=== Begin Enclosure ===
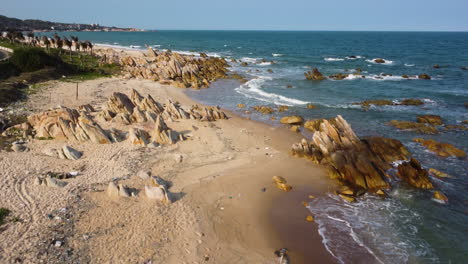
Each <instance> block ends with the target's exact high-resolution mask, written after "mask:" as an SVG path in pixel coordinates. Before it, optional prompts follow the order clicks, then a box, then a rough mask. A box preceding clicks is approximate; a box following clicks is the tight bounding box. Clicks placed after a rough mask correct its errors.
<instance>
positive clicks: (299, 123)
mask: <svg viewBox="0 0 468 264" xmlns="http://www.w3.org/2000/svg"><path fill="white" fill-rule="evenodd" d="M303 122H304V119H303V118H302V117H300V116H285V117H282V118H281V119H280V123H281V124H288V125H293V124H302V123H303Z"/></svg>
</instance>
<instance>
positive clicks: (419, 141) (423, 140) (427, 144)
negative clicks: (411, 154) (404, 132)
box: [413, 138, 466, 158]
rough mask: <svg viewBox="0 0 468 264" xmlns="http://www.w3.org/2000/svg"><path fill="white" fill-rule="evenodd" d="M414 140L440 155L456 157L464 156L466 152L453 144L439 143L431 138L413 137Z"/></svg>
mask: <svg viewBox="0 0 468 264" xmlns="http://www.w3.org/2000/svg"><path fill="white" fill-rule="evenodd" d="M413 141H414V142H418V143H421V144H422V145H423V146H424V147H425V148H427V149H428V150H430V151H432V152H434V153H435V154H437V155H438V156H440V157H444V158H445V157H449V156H454V157H457V158H465V157H466V153H465V152H464V151H463V150H461V149H458V148H456V147H455V146H454V145H452V144H449V143H439V142H437V141H435V140H433V139H423V138H415V139H413Z"/></svg>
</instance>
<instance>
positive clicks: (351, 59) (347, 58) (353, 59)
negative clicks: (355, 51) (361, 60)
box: [346, 56, 362, 60]
mask: <svg viewBox="0 0 468 264" xmlns="http://www.w3.org/2000/svg"><path fill="white" fill-rule="evenodd" d="M346 59H347V60H357V59H362V56H346Z"/></svg>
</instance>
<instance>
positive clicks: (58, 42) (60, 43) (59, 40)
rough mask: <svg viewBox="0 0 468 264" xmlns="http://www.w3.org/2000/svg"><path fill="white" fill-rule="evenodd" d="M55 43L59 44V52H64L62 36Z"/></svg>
mask: <svg viewBox="0 0 468 264" xmlns="http://www.w3.org/2000/svg"><path fill="white" fill-rule="evenodd" d="M55 43H56V45H57V48H58V49H59V54H62V47H63V40H62V39H60V38H59V39H56V40H55Z"/></svg>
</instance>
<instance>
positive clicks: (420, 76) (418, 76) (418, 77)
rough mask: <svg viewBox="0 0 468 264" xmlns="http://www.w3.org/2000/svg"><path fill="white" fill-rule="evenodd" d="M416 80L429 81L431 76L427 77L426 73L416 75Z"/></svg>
=== End Enclosure ===
■ About this task: Each entry above should be printed exactly, and any picture in it left out.

■ Output of the task:
Each <instance> block ends with the target's exact high-resolution mask, written after "mask:" as an SVG path in pixel coordinates. Before it, optional prompts follow the order clicks, then a box, then a rough mask. A box preceding clicks is approximate; a box following clicks is the tight bounding box. Clicks placed after a rough mask correct its errors.
<instance>
positive clicks: (299, 123)
mask: <svg viewBox="0 0 468 264" xmlns="http://www.w3.org/2000/svg"><path fill="white" fill-rule="evenodd" d="M303 122H304V119H303V118H302V117H300V116H285V117H282V118H281V119H280V123H281V124H288V125H293V124H302V123H303Z"/></svg>
</instance>
<instance>
positive clicks: (419, 141) (423, 140) (427, 144)
negative clicks: (411, 154) (404, 132)
box: [413, 138, 466, 158]
rough mask: <svg viewBox="0 0 468 264" xmlns="http://www.w3.org/2000/svg"><path fill="white" fill-rule="evenodd" d="M414 140L440 155L456 157L464 156L466 152L453 144L439 143L431 138L413 137Z"/></svg>
mask: <svg viewBox="0 0 468 264" xmlns="http://www.w3.org/2000/svg"><path fill="white" fill-rule="evenodd" d="M413 141H414V142H418V143H421V144H422V145H423V146H424V147H425V148H427V149H428V150H430V151H432V152H434V153H435V154H437V155H438V156H440V157H444V158H445V157H449V156H454V157H457V158H465V157H466V153H465V152H464V151H463V150H461V149H458V148H456V147H455V146H454V145H452V144H449V143H439V142H437V141H435V140H433V139H423V138H415V139H413Z"/></svg>
</instance>
<instance>
positive clicks: (351, 59) (347, 58) (353, 59)
negative clicks: (355, 51) (361, 60)
box: [346, 56, 362, 60]
mask: <svg viewBox="0 0 468 264" xmlns="http://www.w3.org/2000/svg"><path fill="white" fill-rule="evenodd" d="M346 59H347V60H357V59H362V56H346Z"/></svg>
</instance>
<instance>
positive clicks: (58, 42) (60, 43) (59, 40)
rough mask: <svg viewBox="0 0 468 264" xmlns="http://www.w3.org/2000/svg"><path fill="white" fill-rule="evenodd" d="M55 43L59 44V52H64L62 36Z"/></svg>
mask: <svg viewBox="0 0 468 264" xmlns="http://www.w3.org/2000/svg"><path fill="white" fill-rule="evenodd" d="M55 43H56V45H57V48H58V49H59V54H62V47H63V40H62V39H60V38H59V39H56V40H55Z"/></svg>
</instance>
<instance>
positive clicks: (420, 76) (418, 76) (418, 77)
rough mask: <svg viewBox="0 0 468 264" xmlns="http://www.w3.org/2000/svg"><path fill="white" fill-rule="evenodd" d="M416 80L429 81L431 76L427 77L426 73L416 75Z"/></svg>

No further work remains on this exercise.